## WRITTEN PROBLEM
Please swap "neck" for "throat" in the stretch of material from the line containing "Keep to two rules. Tag each instance of the white" through the line containing "x=744 y=486", and give only those lines back with nothing else changed.

--- begin ---

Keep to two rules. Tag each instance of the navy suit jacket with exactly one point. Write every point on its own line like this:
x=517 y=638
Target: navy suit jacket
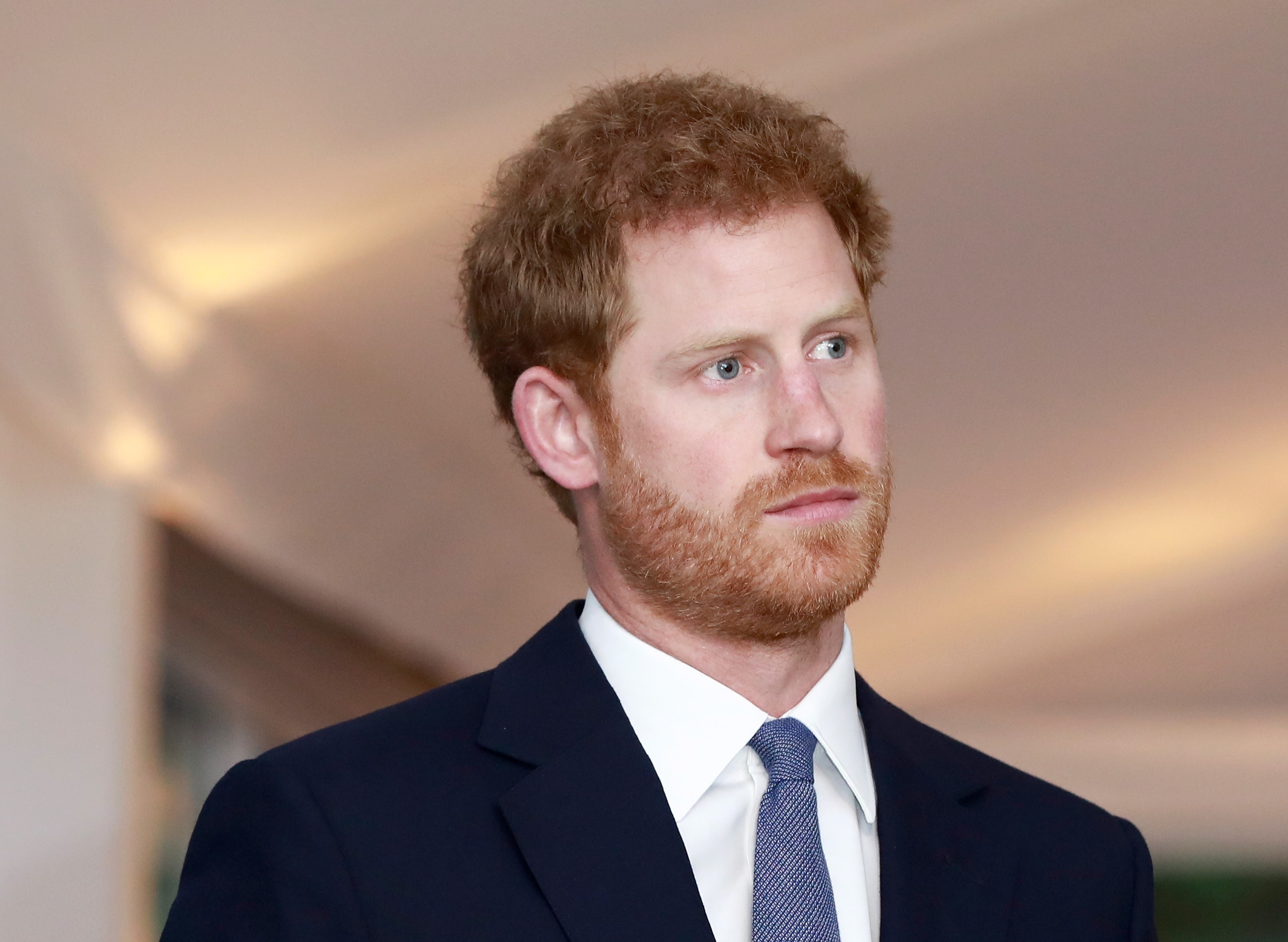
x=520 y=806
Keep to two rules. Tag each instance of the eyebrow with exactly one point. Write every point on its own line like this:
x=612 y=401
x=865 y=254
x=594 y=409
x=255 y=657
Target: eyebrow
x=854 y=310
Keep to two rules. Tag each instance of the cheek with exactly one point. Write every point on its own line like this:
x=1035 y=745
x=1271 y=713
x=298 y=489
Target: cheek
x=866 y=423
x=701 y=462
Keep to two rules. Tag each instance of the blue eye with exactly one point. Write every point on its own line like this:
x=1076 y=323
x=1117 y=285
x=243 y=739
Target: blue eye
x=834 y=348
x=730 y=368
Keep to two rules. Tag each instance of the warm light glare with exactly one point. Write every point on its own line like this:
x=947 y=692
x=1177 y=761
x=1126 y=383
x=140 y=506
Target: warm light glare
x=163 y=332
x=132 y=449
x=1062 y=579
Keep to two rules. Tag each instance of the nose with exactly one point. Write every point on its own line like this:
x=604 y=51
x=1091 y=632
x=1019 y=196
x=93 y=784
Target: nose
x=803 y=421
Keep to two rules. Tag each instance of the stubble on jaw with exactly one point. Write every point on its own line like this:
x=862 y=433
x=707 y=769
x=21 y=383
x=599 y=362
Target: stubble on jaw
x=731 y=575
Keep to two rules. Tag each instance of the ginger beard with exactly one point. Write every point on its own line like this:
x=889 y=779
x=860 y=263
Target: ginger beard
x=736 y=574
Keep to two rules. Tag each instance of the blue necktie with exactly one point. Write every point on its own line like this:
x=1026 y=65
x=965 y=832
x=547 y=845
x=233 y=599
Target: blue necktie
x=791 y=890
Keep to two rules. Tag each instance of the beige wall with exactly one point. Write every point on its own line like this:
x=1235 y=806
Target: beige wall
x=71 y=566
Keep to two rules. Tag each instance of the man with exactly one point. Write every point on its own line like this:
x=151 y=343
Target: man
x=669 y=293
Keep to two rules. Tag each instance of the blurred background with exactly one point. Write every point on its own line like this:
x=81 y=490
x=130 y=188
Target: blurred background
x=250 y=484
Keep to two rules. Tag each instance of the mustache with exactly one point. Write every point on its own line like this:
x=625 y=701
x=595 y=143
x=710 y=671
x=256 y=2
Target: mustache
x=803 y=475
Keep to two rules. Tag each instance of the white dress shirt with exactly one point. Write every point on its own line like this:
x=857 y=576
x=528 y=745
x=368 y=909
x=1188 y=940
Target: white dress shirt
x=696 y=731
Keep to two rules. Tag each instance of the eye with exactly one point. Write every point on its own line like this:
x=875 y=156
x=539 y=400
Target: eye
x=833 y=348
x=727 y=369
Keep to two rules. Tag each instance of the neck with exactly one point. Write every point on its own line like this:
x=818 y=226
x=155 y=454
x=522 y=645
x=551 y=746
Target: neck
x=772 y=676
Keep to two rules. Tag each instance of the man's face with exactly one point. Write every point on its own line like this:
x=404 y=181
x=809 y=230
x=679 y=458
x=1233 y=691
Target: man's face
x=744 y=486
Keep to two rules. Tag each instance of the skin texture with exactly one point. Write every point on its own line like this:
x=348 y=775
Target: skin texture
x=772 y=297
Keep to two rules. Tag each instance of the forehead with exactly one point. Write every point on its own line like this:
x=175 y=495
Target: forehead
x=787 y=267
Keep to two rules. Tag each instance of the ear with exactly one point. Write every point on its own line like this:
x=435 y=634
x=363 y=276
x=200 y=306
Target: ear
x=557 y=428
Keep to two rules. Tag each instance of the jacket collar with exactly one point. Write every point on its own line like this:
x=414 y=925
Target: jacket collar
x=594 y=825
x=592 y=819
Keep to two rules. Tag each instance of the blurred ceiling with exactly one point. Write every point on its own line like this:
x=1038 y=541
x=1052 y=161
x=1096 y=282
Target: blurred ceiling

--- end ---

## ANSWER BELOW
Keep to two rules. Tag each instance of the white dress shirt with exactly one point. Write every point on its own line like this:
x=857 y=576
x=528 y=745
x=368 y=909
x=1188 y=940
Target: white dress shirt
x=696 y=731
Keep to two rules. Tag each instance of the eye with exactly one point. Write every point on its own line like this:
x=875 y=156
x=539 y=400
Target: eye
x=833 y=348
x=727 y=369
Keep to two rules. Tag each instance of the throat with exactly one point. Write every point on its own line like this:
x=818 y=226
x=155 y=454
x=522 y=645
x=551 y=746
Target: throat
x=772 y=676
Keep to two rules. Tag each instance of the man's face with exactly one point. Write every point on its own line like this:
x=404 y=181
x=809 y=230
x=679 y=458
x=1233 y=691
Target: man's face
x=744 y=486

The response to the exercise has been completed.